• **Exercise instructions**:
A) For the Book of the Bush excerpt, say whether each statement agrees with the text. Answer yes or no, and quote the deciding words exactly. (i) Jack returned to Sydney penniless and barefoot. (ii) The colonial seaman earned two pounds a month. (iii) The Governor's officers were mostly men of wealth.
B) Rename "schooner" to "brig" in the Book of the Bush excerpt, and write out everything from "luxuries lavished on" down to "and kept it." with that change.
C) In the Book of the Bush excerpt, where did Jack find a shilling-a-month man working as cook on a colonial schooner?

The Book of the Bush | Page 3

George Dunnerdale
Jack was sorely tempted
to follow the shilling-a-month men. He quietly slipped ashore, hurried
off to Botany Bay, and lived in retirement until his ship had left Port
Jackson. He then returned to Sydney, penniless and barefoot, and began
to look for a berth. At the Rum Puncheon wharf he found a
shilling-a-month man already installed as cook on a colonial schooner.
He was invited to breakfast, and was astonished and delighted with the

luxuries lavished on the colonial seaman. He had fresh beef, fresh bread,
good biscuit, tea, coffee, and vegetables, and three pounds a month
wages. There was a vacancy on the schooner for an able seaman, and
Jack filled it. He then registered a solemn oath that he would "never go
back to England no more," and kept it.
Some kind of Government was necessary, and, as the first inhabitants
were criminals, the colony was ruled like a gaol, the Governor being
head gaoler. His officers were mostly men who had been trained in the
army and navy. They were all poor and needy, for no gentleman of
wealth and position would ever have taken office in such a community.

• **Given information**:
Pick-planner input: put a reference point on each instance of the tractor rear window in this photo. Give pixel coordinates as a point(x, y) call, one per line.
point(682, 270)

• **Responses per task**:
A)
(i) Yes: "He then returned to Sydney, penniless and barefoot"
(ii) No: "three pounds a month"
(iii) No: "They were all poor and needy"

B)
luxuries lavished on the colonial seaman. He had fresh beef, fresh bread,
good biscuit, tea, coffee, and vegetables, and three pounds a month
wages. There was a vacancy on the brig for an able seaman, and
Jack filled it. He then registered a solemn oath that he would "never go
back to England no more," and kept it.

C) At the Rum Puncheon wharf.